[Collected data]
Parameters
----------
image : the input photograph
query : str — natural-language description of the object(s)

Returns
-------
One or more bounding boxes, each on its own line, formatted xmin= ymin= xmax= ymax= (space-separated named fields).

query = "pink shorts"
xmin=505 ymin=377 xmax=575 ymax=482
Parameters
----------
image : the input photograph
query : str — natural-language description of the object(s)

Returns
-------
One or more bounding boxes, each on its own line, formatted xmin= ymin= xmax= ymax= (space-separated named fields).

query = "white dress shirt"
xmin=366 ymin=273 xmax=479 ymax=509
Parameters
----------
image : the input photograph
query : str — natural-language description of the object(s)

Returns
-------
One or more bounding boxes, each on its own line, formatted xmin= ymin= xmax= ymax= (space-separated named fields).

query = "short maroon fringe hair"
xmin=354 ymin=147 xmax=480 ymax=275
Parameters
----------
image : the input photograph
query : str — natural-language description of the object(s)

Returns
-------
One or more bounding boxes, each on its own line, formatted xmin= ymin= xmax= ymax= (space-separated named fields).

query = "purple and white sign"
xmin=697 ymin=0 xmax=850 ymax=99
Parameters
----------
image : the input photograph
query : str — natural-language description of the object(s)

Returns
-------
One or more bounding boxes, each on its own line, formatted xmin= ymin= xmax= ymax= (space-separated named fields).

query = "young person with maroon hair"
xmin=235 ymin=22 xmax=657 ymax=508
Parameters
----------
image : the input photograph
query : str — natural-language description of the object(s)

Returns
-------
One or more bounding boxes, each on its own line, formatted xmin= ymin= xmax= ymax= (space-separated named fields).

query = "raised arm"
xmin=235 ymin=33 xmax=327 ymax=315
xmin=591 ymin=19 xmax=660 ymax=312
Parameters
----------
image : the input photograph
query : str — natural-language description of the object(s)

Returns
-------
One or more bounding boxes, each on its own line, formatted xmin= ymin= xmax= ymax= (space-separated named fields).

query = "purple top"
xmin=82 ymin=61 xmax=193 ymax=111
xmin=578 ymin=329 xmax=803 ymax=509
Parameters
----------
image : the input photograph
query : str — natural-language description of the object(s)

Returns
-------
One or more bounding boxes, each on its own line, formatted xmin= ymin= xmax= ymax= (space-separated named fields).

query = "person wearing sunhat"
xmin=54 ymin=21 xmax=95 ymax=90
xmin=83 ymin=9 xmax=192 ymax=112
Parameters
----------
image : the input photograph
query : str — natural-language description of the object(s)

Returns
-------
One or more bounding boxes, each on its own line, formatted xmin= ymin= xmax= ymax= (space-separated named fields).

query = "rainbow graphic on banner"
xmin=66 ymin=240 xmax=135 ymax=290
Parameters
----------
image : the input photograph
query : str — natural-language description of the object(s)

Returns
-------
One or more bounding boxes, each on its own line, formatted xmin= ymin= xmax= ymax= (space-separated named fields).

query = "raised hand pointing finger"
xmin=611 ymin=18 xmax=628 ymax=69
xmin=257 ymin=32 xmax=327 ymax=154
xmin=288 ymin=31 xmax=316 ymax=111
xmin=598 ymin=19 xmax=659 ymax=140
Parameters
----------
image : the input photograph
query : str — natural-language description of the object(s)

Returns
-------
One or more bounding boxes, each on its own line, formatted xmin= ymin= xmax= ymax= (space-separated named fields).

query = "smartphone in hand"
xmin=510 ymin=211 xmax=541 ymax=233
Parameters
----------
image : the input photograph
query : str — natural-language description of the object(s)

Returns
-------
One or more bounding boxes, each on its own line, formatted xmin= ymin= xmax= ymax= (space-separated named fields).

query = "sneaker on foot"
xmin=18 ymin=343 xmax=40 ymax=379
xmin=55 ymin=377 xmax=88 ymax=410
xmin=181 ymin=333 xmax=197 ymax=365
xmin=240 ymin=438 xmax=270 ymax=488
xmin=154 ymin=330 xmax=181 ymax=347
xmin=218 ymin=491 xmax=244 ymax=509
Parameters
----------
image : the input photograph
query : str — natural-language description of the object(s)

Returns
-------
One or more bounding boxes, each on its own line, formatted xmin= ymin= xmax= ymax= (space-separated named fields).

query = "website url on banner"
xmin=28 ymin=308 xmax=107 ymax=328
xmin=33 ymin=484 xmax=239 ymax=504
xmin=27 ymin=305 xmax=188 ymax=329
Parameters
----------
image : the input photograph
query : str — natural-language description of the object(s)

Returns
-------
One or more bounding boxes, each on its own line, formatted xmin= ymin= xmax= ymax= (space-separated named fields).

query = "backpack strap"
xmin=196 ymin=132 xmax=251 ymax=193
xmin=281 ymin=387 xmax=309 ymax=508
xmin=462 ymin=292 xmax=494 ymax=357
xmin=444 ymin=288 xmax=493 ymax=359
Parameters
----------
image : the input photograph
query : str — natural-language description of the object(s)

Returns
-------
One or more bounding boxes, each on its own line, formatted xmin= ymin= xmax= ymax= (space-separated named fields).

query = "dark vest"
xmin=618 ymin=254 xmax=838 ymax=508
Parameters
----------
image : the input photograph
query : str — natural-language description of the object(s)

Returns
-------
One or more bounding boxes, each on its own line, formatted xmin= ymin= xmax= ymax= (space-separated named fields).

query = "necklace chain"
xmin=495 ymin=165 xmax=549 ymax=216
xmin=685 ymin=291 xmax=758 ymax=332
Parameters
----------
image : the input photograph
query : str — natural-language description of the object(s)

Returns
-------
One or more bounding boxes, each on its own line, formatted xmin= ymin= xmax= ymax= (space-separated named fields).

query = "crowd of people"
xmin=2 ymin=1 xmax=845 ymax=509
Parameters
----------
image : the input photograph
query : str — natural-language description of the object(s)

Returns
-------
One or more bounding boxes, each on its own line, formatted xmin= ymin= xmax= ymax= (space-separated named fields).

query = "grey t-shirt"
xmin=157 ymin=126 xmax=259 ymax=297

WORK TO COMPLETE: For this exercise, retype each entry from above exactly as it stands.

RESULT OF THIS EXERCISE:
Parameters
----------
image : the input photograph
query : str — natural-language description of the object(s)

Returns
-------
One or more bounding boxes, each on its own line, formatted xmin= ymin= xmax= ymax= (space-separated named fields).

query = "pink shorts"
xmin=505 ymin=377 xmax=575 ymax=482
Parameters
----------
image : the input photograph
query : str — natural-language description of the object(s)

Returns
-------
One or more bounding boxes, each on its own line, formatted xmin= ymin= xmax= ymax= (space-separated named fields).

query = "white dress shirt"
xmin=366 ymin=273 xmax=479 ymax=509
Parameters
----------
image : the input photograph
query : str — natural-language description of the object(s)

Returns
-------
One or more bounding boxes, each on its own line, formatted xmin= ymin= xmax= ymax= (space-separated named fields).

query = "short maroon fringe hair"
xmin=354 ymin=147 xmax=480 ymax=275
Parameters
----------
image : the input photograph
query : str — natural-language description of the object(s)

Returns
-------
One or more bounding boxes, each on its own line, formatted xmin= ymin= xmax= ymax= (space-separated named fields).

query = "purple and white sign"
xmin=697 ymin=0 xmax=850 ymax=99
Parameters
----------
image : the input photograph
query : str — natural-language description of the object(s)

Returns
-------
One or more bounding boxes, each on its own line, formatted xmin= ymin= xmax= ymax= (space-separated named fields).

query = "young person with maroon hair"
xmin=235 ymin=22 xmax=657 ymax=508
Parameters
----------
image : the input photograph
query : str — natural-language description of the object(s)

Returns
-------
One or more bounding boxes, each on its own line, formatted xmin= ymin= xmax= ymax= (space-separated named fields).

query = "raised arm"
xmin=235 ymin=33 xmax=327 ymax=315
xmin=591 ymin=19 xmax=660 ymax=312
Parameters
----------
image : the input photograph
query : str — natural-language description of the object(s)

Returns
-------
One or more bounding boxes, each on its own line, formatted xmin= ymin= xmax= ymax= (space-separated named fields).

query = "purple top"
xmin=82 ymin=61 xmax=193 ymax=111
xmin=578 ymin=329 xmax=803 ymax=509
Parameters
----------
image : the input photograph
query : str — natural-language description of the object(s)

Returns
-------
One or more bounding boxes, each on its own line, formatted xmin= ymin= xmax= ymax= (space-separated named fields).

query = "person wearing sunhat"
xmin=54 ymin=21 xmax=95 ymax=90
xmin=83 ymin=9 xmax=192 ymax=112
Parameters
----------
image : the input photograph
query : str — natural-language description of the object(s)

Returns
-------
One or more bounding boxes, each on its own line, formatted xmin= ymin= xmax= ymax= (space-separated named fields).

query = "rainbow graphic on banner"
xmin=66 ymin=240 xmax=135 ymax=290
Parameters
----------
image : the input photograph
query : str — natural-language description of the object(s)

Returns
-------
One or more bounding boxes, each on its own line, formatted xmin= ymin= xmax= ymax= (space-separated named fields).

query = "raised hand pointing finger"
xmin=611 ymin=18 xmax=628 ymax=69
xmin=257 ymin=32 xmax=327 ymax=154
xmin=288 ymin=31 xmax=316 ymax=111
xmin=598 ymin=19 xmax=659 ymax=140
Parameters
----------
image : the input photograph
query : str — natural-language description of the object(s)

Returns
-------
One or more bounding boxes, each on its own line, formatted xmin= ymin= xmax= ymax= (space-separated named fields).

query = "smartphone in hand"
xmin=510 ymin=211 xmax=541 ymax=233
Parameters
----------
image : the input photograph
query : str — natural-language description of the object(s)

Returns
-------
One or more bounding boxes, each on its own line, formatted xmin= ymin= xmax= ymax= (space-separated named fields).

query = "sneaker on foot"
xmin=18 ymin=343 xmax=40 ymax=379
xmin=55 ymin=377 xmax=88 ymax=410
xmin=181 ymin=333 xmax=197 ymax=365
xmin=240 ymin=438 xmax=270 ymax=488
xmin=154 ymin=330 xmax=181 ymax=347
xmin=218 ymin=491 xmax=244 ymax=509
Parameters
----------
image : the input photograph
query : str — natural-language description of the object(s)

Returns
-------
One or more bounding boxes, each on its own line, formatted xmin= ymin= xmax= ymax= (space-separated named fields).

query = "website url on banner"
xmin=28 ymin=308 xmax=107 ymax=328
xmin=33 ymin=484 xmax=239 ymax=504
xmin=27 ymin=305 xmax=188 ymax=329
Parameters
----------
image : the input photograph
query : str — natural-language description of the object(s)

Returns
-------
One or more bounding boxes, each on its own line, formatted xmin= ymin= xmax= ymax= (space-separated named fields).

query = "backpack strap"
xmin=196 ymin=132 xmax=251 ymax=193
xmin=281 ymin=387 xmax=309 ymax=508
xmin=462 ymin=292 xmax=494 ymax=357
xmin=444 ymin=288 xmax=493 ymax=359
Parameters
----------
image : the input photograph
query : str — natural-language description of the object(s)

Returns
-------
One or more bounding boxes, each on its own line, formatted xmin= ymin= xmax= ymax= (space-separated named fields).

query = "dark vest"
xmin=618 ymin=254 xmax=838 ymax=508
Parameters
----------
image : the input photograph
query : str — natural-language description of the object(s)

Returns
-------
One or more bounding boxes, each on its own line, formatted xmin= ymin= xmax= ymax= (space-separated named fields).

query = "necklace chain"
xmin=495 ymin=165 xmax=549 ymax=216
xmin=685 ymin=291 xmax=758 ymax=332
Parameters
----------
image : the input photograph
query : str — natural-language description of the object(s)

Returns
-------
One or more bounding boxes, each on its own line, formatted xmin= ymin= xmax= ymax= (space-separated named fields).

query = "crowd of people"
xmin=2 ymin=1 xmax=845 ymax=509
Parameters
----------
image : the input photograph
query : str — natural-language description of the object(s)

Returns
-------
One or more bounding boxes, each on its own line, formatted xmin= ymin= xmax= ymax= (space-separated named fields).

query = "grey t-shirt"
xmin=157 ymin=126 xmax=259 ymax=297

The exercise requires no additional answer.